Más aún, es justamente “el hombre normal y corriente”, como sigue
siéndolo hasta la fecha, el que engrosa las “capas …[sociales]… para las
que la situación estabilizada …[consiste en]… la miseria estabilizada”
(p. 35), lo que Benjamin detecta, sin embargo, no para aquí, sino que ha
de potenciarse cuando “solo un cálculo que admita ver en la decadencia
la única ratio de la situación” se estabilice también, y lleve a
asumir “los fenómenos de decadencia como lo verdaderamente estable,
incluso como la única salvación, más aún como algo extraordinario que
linda con lo milagroso e incomprensible” (p. 35). Pero el hecho de que
los pueblos de Europa central, a los que Benjamin trató de esclarecer y
que, no obstante, volcaron “su mirada a lo extraordinario” (p. 35) como
aquello que les podía salvar, no es suficiente para asumir dicho proceso
(el fascismo) como resultado de un “contacto misterioso” con las
“fuerzas que nos asedian”, sino antes bien como resultado de un proceso
complejo en que “la diversidad de las metas individuales se vuelve
irrelevante frente a la identidad de aquellas fuerzas que las
determinan”. Que las determinan y las unifican, en una identidad, es
cierto, pero muy peculiar, no una que resulta de un rasgo étnico,
histórico o cultural (aunque pueda llegar a serlo, como de hecho lo ha
sido en ciertas circunstancias, el fascismo una de ellas, en el que la
unificación identitaria proyecta marcadores de poder y criterios de
clasificación claramente racializados), sino de criterios claramente
regidos por lo económico o crematístico de las relaciones sociales, que
no prescinden de un imaginario simbólico unificador que hace comparecer,
en efecto, las capas espirituales de lo religioso y lo mítico, siendo
así que con el “neoliberalismo global” la identificación que se da viene
articulándose alrededor de la “religión secularizada del mercado” (como
habituación a una actitud de impulso competitivo que rige a la sociedad
y que se traduce en interminables actos de consumo) y del “mito del
progreso” (como relanzamiento interminable de sus promesas). Por ello,
la conclusión de Benjamin ante el advenimiento de una aceptación
creciente del fascismo en la Europa de los años treinta del siglo XX,
resulta válida para documentar la ampliación del radio de acción y la
incidencia del programa neoliberal a prácticamente el orbe entero, como
ha venido ocurriendo en los últimos cuarenta años. A decir de Walter
Benjamin:
Las relaciones humanas … apenas pueden
sobrevivir … el dinero ocupa de manera devastadora lo que es el centro
mismo de los intereses vitales y … es el límite ante el que fracasan
casi todas las relaciones humanas, tanto en lo natural como en lo moral
desaparecen cada vez más ampliamente la confianza, el sosiego y la
salud. (Benjamin, 2007: 36)

────────────────────────────────────────

- TAREA A REALIZAR: Sigue escribiendo el fragmento sobre Benjamin y el neoliberalismo desde donde se queda. Los registros no tienen nada que ver con esto.

- REGISTROS PROPORCIONADOS:
────────────────────────────────────────

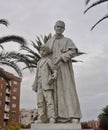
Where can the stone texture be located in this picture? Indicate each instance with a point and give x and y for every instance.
(73, 126)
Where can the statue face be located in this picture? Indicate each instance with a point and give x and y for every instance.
(59, 28)
(44, 52)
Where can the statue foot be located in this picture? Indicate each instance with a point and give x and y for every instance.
(52, 120)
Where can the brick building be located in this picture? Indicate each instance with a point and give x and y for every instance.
(9, 99)
(27, 116)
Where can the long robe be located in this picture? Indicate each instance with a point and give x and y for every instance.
(66, 99)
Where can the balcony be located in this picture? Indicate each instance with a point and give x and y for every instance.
(7, 99)
(7, 91)
(7, 108)
(6, 116)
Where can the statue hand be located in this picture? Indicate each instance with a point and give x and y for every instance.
(58, 60)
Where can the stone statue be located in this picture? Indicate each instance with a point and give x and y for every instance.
(43, 85)
(66, 101)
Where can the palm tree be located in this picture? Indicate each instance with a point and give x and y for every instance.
(95, 4)
(103, 118)
(32, 55)
(14, 38)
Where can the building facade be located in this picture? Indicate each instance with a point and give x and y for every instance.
(27, 116)
(9, 99)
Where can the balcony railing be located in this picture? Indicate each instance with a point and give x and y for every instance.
(7, 99)
(7, 108)
(7, 91)
(6, 116)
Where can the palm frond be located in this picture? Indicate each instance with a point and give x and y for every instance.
(29, 50)
(4, 76)
(13, 65)
(80, 53)
(4, 22)
(35, 46)
(14, 38)
(87, 1)
(94, 4)
(73, 60)
(106, 16)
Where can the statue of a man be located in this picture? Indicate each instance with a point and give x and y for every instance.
(67, 106)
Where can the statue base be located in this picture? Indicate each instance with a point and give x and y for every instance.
(59, 126)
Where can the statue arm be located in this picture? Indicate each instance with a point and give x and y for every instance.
(71, 51)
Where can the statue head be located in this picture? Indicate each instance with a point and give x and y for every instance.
(44, 50)
(59, 27)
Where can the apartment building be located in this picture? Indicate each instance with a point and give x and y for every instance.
(9, 99)
(27, 116)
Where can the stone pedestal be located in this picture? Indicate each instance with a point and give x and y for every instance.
(73, 126)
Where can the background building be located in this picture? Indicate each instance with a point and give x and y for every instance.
(27, 116)
(9, 99)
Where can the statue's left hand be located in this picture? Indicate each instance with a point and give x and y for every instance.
(58, 60)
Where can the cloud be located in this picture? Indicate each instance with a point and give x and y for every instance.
(31, 18)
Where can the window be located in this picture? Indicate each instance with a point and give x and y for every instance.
(13, 113)
(0, 103)
(15, 90)
(13, 97)
(14, 105)
(1, 95)
(15, 82)
(1, 86)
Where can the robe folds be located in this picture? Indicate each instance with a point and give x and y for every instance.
(66, 99)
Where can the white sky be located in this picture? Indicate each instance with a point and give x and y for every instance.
(29, 18)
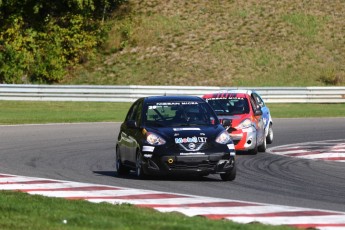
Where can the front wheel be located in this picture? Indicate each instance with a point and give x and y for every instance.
(120, 168)
(229, 176)
(139, 171)
(269, 138)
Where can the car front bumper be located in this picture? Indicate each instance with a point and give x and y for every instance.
(192, 164)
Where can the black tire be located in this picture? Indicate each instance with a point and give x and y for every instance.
(263, 146)
(139, 171)
(230, 176)
(269, 138)
(253, 151)
(120, 168)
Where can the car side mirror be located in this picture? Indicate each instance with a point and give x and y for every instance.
(226, 122)
(132, 124)
(258, 112)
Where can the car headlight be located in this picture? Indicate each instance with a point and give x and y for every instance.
(223, 138)
(154, 139)
(244, 124)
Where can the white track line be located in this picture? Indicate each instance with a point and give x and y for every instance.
(189, 205)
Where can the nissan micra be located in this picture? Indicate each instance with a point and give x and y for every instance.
(174, 135)
(251, 121)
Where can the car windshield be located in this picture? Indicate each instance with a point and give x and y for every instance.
(229, 106)
(176, 114)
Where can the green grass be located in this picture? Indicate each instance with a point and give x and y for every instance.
(22, 211)
(222, 43)
(29, 112)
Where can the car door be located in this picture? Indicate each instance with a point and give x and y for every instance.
(130, 134)
(265, 111)
(260, 121)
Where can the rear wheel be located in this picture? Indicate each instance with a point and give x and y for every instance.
(269, 138)
(120, 168)
(229, 176)
(263, 146)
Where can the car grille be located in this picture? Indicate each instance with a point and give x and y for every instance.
(193, 146)
(193, 166)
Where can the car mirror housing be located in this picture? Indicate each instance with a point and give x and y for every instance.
(132, 124)
(226, 122)
(258, 112)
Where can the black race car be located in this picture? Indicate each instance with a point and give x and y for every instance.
(174, 134)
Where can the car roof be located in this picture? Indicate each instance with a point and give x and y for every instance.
(154, 99)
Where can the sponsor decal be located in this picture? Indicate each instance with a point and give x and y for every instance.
(194, 139)
(148, 148)
(192, 153)
(191, 146)
(186, 129)
(231, 146)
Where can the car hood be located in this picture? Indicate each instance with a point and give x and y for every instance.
(174, 133)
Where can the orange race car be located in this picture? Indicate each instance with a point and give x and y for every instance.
(251, 122)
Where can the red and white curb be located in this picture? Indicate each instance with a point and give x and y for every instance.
(332, 150)
(214, 208)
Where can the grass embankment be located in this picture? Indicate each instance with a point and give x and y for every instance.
(28, 112)
(38, 212)
(222, 43)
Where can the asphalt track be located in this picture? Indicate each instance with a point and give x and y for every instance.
(85, 153)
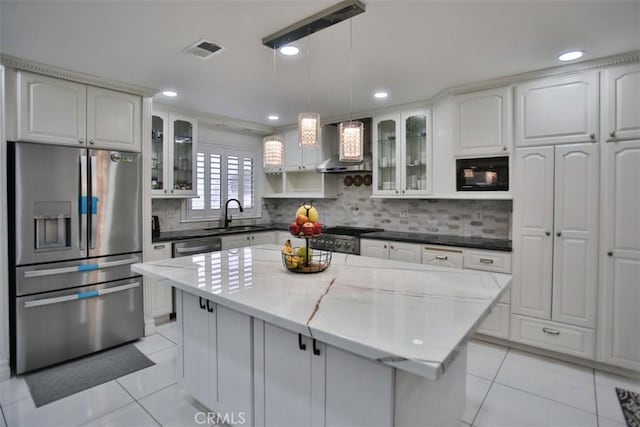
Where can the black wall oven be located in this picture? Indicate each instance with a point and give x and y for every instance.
(482, 174)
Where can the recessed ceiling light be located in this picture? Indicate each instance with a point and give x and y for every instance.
(289, 50)
(571, 55)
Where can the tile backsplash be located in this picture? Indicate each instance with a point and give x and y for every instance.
(354, 207)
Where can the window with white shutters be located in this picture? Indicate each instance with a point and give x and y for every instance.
(222, 174)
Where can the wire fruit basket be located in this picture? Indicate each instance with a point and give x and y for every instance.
(310, 260)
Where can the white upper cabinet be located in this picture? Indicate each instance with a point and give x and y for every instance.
(402, 154)
(51, 110)
(557, 110)
(621, 93)
(56, 111)
(482, 123)
(620, 256)
(114, 119)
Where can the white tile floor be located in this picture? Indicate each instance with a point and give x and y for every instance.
(504, 388)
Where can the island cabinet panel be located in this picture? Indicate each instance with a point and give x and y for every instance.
(217, 360)
(199, 362)
(349, 375)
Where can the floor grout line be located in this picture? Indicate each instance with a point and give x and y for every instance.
(139, 404)
(490, 385)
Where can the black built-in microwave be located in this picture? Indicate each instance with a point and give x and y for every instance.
(482, 174)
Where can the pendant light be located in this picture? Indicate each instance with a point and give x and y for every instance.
(309, 123)
(351, 133)
(273, 145)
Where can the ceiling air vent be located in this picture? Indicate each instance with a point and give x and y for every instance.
(203, 49)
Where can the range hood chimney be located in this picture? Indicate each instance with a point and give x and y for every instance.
(333, 163)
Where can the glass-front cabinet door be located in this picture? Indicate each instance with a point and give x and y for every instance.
(183, 167)
(416, 153)
(173, 149)
(159, 126)
(386, 150)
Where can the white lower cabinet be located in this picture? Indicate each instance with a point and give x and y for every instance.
(309, 383)
(160, 294)
(217, 362)
(397, 251)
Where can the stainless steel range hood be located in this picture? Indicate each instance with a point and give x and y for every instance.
(334, 165)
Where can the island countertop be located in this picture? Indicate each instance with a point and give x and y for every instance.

────────────────────────────────────────

- RESPUESTA:
[…]
Se va imponiendo casi por doquier la voluntad
ciega de salvar el prestigio de la existencia personal, en lugar de
sacarla …[a la existencia personal]… de la ofuscación general mediante
el desprecio de su complicidad y de su impotencia … Y como todos
aceptamos las ilusiones ópticas de nuestros puntos de vista
individuales, el aire se halla tan lleno de espejismos respecto de un
futuro cultural que, a pesar de todo, va a irrumpir de repente.
(Benjamin, 2007: 38)
Benjamin sugiere, como principio de actuación ética ante tal
escenario, operar con responsabilidad, no sustraerse a la contemplación
de la decadencia, y hacerlo a través del desprecio tanto de la
complicidad como de la impotencia, desechar, pues, el desinterés ante
nuestra propia participación en la generalización de este caos. Eso no
suena nada alejado de la postura que, al modo partisano, Antonio Gramsci
expresó en uno de sus llamados “escritos de juventud” bajo el sintagma
“odio a los indiferentes”. Para Gramsci, en efecto, con esa apatía se
alimenta “el pantano que rodea a la vieja ciudad, y la defiende
mejor que la muralla más sólida” de aquellos que, en su atrevimiento, se
animan a construir el programa y la arquitectónica de “la ciudad futura”.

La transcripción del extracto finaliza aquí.